(Dataset entries)
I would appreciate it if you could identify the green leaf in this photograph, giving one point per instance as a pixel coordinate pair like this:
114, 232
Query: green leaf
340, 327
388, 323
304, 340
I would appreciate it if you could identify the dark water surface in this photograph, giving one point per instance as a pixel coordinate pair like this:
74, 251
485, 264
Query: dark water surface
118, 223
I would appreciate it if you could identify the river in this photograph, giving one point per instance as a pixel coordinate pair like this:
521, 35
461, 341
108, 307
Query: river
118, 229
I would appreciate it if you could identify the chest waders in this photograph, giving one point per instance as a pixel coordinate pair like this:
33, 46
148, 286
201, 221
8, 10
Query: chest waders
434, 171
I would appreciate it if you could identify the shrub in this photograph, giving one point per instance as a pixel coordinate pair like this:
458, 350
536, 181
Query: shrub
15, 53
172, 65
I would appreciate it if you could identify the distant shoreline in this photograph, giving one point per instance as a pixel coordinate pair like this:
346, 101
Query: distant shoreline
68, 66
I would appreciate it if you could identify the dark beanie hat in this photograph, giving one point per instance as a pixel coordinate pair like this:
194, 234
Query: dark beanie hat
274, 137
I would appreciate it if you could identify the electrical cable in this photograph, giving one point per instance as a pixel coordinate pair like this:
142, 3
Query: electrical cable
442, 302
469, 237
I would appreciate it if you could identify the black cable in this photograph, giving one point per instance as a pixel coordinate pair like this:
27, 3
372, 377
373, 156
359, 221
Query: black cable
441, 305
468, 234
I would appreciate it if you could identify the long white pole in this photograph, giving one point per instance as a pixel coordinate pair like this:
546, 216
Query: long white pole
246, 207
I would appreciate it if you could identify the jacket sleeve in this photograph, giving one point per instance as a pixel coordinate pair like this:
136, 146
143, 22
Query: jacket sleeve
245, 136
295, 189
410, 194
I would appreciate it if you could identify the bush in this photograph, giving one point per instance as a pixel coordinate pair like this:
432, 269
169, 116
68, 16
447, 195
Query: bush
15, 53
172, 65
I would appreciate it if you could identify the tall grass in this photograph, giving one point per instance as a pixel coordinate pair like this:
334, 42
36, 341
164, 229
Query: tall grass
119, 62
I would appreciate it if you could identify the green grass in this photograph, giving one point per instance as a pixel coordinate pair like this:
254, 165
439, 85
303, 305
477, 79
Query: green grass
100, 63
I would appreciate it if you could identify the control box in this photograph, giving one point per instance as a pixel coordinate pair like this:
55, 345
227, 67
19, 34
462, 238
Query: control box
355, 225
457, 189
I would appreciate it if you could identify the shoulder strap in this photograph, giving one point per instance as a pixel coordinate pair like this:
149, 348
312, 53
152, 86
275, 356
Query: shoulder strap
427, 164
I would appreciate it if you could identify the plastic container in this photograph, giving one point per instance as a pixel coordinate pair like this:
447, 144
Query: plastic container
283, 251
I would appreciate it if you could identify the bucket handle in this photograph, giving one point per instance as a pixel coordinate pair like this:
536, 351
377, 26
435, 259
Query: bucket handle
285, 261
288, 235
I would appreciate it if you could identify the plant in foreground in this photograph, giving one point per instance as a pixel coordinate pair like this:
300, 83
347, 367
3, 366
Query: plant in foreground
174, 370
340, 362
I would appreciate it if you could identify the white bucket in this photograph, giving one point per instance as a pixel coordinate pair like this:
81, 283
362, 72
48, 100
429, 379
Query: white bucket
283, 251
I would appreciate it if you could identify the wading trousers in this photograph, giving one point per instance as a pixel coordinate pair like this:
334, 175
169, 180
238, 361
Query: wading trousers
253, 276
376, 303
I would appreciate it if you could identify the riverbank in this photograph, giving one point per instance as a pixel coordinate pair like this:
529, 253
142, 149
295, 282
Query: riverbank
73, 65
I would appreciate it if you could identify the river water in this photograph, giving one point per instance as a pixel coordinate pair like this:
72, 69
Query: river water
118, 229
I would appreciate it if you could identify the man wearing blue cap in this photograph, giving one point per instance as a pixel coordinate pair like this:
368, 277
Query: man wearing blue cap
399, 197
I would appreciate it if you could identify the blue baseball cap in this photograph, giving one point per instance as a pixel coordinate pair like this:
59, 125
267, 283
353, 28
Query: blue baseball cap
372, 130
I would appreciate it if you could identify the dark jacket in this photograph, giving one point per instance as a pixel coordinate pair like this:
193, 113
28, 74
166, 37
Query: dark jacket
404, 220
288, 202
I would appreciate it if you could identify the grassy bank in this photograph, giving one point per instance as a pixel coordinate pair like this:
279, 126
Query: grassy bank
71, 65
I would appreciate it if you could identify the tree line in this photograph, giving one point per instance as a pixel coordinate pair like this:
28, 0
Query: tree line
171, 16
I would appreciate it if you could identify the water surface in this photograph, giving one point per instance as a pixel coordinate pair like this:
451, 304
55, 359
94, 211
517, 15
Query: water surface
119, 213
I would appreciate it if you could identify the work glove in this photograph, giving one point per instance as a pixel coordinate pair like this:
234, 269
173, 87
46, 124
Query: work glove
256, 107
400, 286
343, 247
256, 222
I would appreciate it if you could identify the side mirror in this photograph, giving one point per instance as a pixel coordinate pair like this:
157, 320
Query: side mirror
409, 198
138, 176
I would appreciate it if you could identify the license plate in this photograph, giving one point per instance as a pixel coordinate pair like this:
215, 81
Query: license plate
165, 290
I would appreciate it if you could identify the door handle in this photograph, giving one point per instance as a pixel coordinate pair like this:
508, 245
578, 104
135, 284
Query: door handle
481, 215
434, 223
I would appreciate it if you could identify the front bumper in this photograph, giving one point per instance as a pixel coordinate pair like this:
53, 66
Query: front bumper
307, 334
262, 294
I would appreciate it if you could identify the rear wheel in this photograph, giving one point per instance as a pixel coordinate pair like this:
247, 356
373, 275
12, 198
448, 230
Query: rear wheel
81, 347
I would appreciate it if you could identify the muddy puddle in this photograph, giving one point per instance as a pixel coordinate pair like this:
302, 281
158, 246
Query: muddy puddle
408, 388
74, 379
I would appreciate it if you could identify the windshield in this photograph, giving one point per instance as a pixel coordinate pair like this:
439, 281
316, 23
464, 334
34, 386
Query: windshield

Problem statement: Transcribe every entry exactly, omitting nothing.

Solution to the problem:
I would appreciate it if you could identify the green leaf in this photograph, giving one point per instance as a pixel coordinate pair like this:
114, 232
Query: green leaf
340, 327
388, 323
304, 340
I would appreciate it if you could identify the dark water surface in this photograph, giving one point per instance as a pixel coordinate pair like this:
74, 251
485, 264
Query: dark water surface
118, 223
I would appreciate it if you could identify the river in this photograph, giving one point per instance as a pixel coordinate pair like this:
521, 35
461, 341
108, 307
Query: river
118, 229
I would appreciate it if you could identify the chest waders in this photograph, giving one point per instance as a pixel coordinate pair like this:
33, 46
148, 286
201, 221
8, 10
Query: chest waders
434, 171
I would appreciate it if you could identify the shrub in this photograph, giving one point per instance as a pixel coordinate pair like this:
458, 350
536, 181
Query: shrub
15, 53
172, 65
I would appreciate it if you could identify the distant shoreline in this photograph, giving one point per instance as a pixel coordinate pair like this:
346, 101
Query: distant shoreline
68, 66
I would appreciate it if you could identify the dark beanie hat in this photograph, giving one point per instance as a pixel coordinate pair like this:
194, 234
Query: dark beanie hat
274, 137
I would appreciate it if you could identify the electrical cable in this photograph, giving one point per instance as a pixel coordinate pair like this:
142, 3
Query: electrical cable
442, 302
469, 237
I would appreciate it if you could identify the black cable in this photograph, giving one point per instance as a pixel coordinate pair like this:
27, 3
372, 377
373, 156
359, 221
Query: black cable
441, 305
468, 234
I would appreciate it if you could identify the long white pole in this photograph, giving one point per instance as a pixel coordinate pair like this:
546, 216
Query: long white pole
246, 207
I would appreciate it if you could identify the jacket sleeve in this photograph, giving one point per instance as a pixel coordinate pair like this:
136, 146
143, 22
Query: jacket sleeve
245, 136
295, 189
410, 194
I would appreciate it if you could identify the bush in this photograph, giving one point per instance as a pixel coordinate pair like this:
432, 269
169, 116
68, 16
447, 195
Query: bush
15, 53
172, 65
I would appreciate it if you could identify the tall grass in this photograph, giving one point per instance as a pixel coordinate pair like this:
334, 42
36, 341
164, 229
Query: tall grass
119, 62
I would appreciate it if you could identify the green grass in this photograph, giving one point per instance as a pixel coordinate pair like this:
254, 165
439, 85
303, 305
477, 79
Query: green grass
100, 63
I would appreciate it if you could identify the control box in this photograph, giving one point per instance as a pixel coordinate pair like this:
55, 345
227, 67
19, 34
462, 238
Query: control box
355, 225
457, 189
I would appreciate it if you could identify the shoulder strap in this photograph, giving one point per instance as a pixel coordinate pair like this:
149, 348
312, 53
152, 86
275, 356
Query: shoulder strap
427, 164
I would appreciate it if you could identify the plastic container in this photograph, giving one point per instance as a pixel coordinate pair like this:
447, 144
Query: plastic container
283, 251
I would appreciate it if you could identify the bucket handle in this photograph, giving one point per instance as a pixel coordinate pair like this:
536, 351
377, 26
435, 259
Query: bucket handle
285, 261
288, 235
I would appreciate it if you could identify the plant in foreground in this photograph, giving one point per instance as a pixel coordinate pair like this:
300, 83
347, 367
3, 366
Query: plant in foreground
174, 370
340, 362
I would appreciate it if you could identify the white bucket in this photograph, giving one point per instance as a pixel coordinate pair like this:
81, 283
362, 72
48, 100
429, 379
Query: white bucket
283, 251
I would appreciate it if you could identify the wading trousers in this photograph, giving one point per instance as a pixel coordinate pair like this:
334, 175
169, 180
238, 361
Query: wading trousers
253, 276
376, 303
I would appreciate it if you could identify the riverbank in this photograph, giving one point per instance as a pixel coordinate pair like this:
529, 253
142, 149
295, 282
Query: riverbank
73, 65
I would appreciate it if you could identify the river water in this photograph, giving one point per instance as a pixel coordinate pair like this:
72, 69
Query: river water
118, 229
I would appreciate it if you could identify the man wearing blue cap in this photograph, giving one point per instance as a pixel coordinate pair like this:
368, 277
Query: man wearing blue cap
399, 197
I would appreciate it if you could identify the blue baseball cap in this photograph, giving one point per instance as a pixel coordinate pair like this:
59, 125
267, 283
353, 28
Query: blue baseball cap
372, 130
I would appreciate it if you could identify the dark jacket in this photograph, giving one point per instance as a pixel coordinate pair like this:
193, 113
28, 74
166, 37
Query: dark jacket
404, 220
288, 202
I would appreciate it if you could identify the grassy bank in this photograph, giving one point per instance as a pixel coordinate pair like this:
279, 126
Query: grassy bank
71, 65
I would appreciate it if you could identify the tree line in this photograph, giving one point per instance as a pixel coordinate pair like this:
28, 0
Query: tree line
171, 16
I would appreciate it if you could identify the water surface in this photograph, giving one point per instance as a pixel coordinate pair like this:
451, 304
55, 359
94, 211
517, 15
Query: water surface
119, 213
I would appreciate it if you could identify the work glove in this photograph, giving one point per instance as a pixel coordinate pair like this:
234, 269
173, 87
46, 124
Query: work glove
256, 107
400, 286
343, 247
256, 222
I would appreciate it if you could identify the side mirror in this photograph, giving one point per instance as a pixel coordinate pair like this:
157, 320
Query: side mirror
409, 198
138, 176
I would appreciate it if you could identify the license plate in this photograph, giving one point per instance as a pixel coordinate pair like this:
215, 81
Query: license plate
165, 290
I would appreciate it if you could identify the door handle in this photograph, giving one point per instance as a pixel coordinate pair like this:
508, 245
578, 104
135, 284
Query: door handle
481, 215
434, 223
I would appreciate it if you could identify the front bumper in this photograph, giving one point per instance as a pixel coordinate pair like this:
53, 66
Query: front bumper
307, 334
262, 294
I would appreciate it if you could identify the rear wheel in this photograph, giving one point per instance as a pixel coordinate pair like this:
247, 356
373, 275
12, 198
448, 230
Query: rear wheel
81, 347
I would appreciate it if you could identify the muddy puddle in this photograph, giving one point per instance as a pixel coordinate pair like this:
302, 281
158, 246
Query: muddy puddle
408, 388
74, 379
I would appreciate it if you could identify the windshield in this photograph, giving one point per instance as a pixel coordinate pair like this:
439, 281
316, 23
464, 334
34, 386
Query: windshield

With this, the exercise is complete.